→ Work instruction 1: In the passage on polling stations in churches, where are many Canadian polling stations set up?
→ Work instruction 2: Resume the passage on polling stations in churches, writing on from its last sentence.

→ Reading passage:
-------

If you don't want to go to a church, don't go to a church. There are tons of other charities out there.
Sometimes people don't have the option to avoid entering a church. Take the way Canadian elections are held. Many polling stations are set up in churches or Catholic school gyms. There are religious posters and symbols all over the place. Some candidates seem to think they need to plaster their church credentials all over their campaign material (campaign material isn't allowed in the polling station, but for those candidates, they get that extra nudge from the church/Catholic school setting).
This is not exactly separating church and state. Polling stations should be in neutral places, not places favoring one candidate's religious views. It would be one thing if all candidates were able to separate their religion from their politics, but some are completely
incapable of that.

-------

→ Data extracts:

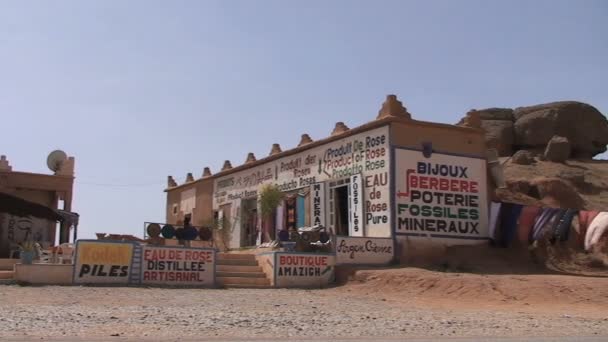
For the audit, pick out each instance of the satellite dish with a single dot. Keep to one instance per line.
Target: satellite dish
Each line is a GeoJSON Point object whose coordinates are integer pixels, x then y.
{"type": "Point", "coordinates": [55, 158]}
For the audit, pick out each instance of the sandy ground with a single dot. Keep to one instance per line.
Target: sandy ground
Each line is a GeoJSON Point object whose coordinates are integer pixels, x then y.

-------

→ Written answer 1: In churches or Catholic school gyms.

→ Written answer 2:
As far as "atheists having an agenda" I think it's mostly the wish to diminish the influence religious people (and sometimes organized religion) are trying to have on other people's lives.
That is definitely where a lot of anti-clericalism in Italy is coming from and if I lived in America I would be even more worried about it.
It's not clear to me what you're hypothetically more worried about. Is it atheists having an agenda, or atheists trying to diminish the influence that religious/organized religion tries to have on other people's lives? Could you clarify this, please?
Doom Shepherd, "Evengelical Atheist" is a very good description of some of hardliners who are constantly harping on about their non-belief. I've been calling them "born again atheists" but they can go further than that because some do try and convince you without regard to time and place. For example, vilifying believers at a Christening or funeral within the walls of a church. If they were respectful they would wait until they were outside the church. It's rather like insulting a host in their own home.
It's not right to vilify believers outside the church, either.
If you must vilify them (said with sarcasm on), wait until both of you are on neutral ground. Of course, if they come to your home and start vilifying atheism, respond as you see fit.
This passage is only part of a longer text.